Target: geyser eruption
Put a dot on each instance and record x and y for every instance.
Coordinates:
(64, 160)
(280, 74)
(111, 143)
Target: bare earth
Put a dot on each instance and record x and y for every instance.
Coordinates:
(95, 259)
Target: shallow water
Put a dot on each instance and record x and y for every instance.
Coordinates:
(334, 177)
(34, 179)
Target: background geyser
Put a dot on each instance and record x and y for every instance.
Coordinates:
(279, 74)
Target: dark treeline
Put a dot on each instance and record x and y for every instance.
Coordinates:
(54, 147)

...

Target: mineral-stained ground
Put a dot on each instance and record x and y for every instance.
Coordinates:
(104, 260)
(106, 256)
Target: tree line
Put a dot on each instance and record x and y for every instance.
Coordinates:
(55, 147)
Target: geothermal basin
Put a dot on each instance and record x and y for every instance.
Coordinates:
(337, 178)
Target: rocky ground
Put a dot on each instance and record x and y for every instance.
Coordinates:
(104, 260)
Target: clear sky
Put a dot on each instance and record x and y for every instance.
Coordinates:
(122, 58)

**WHAT YOU WILL DO**
In the records above, find every line containing the word "geyser" and show it.

**RESPONSE**
Target: geyser eruption
Target: background geyser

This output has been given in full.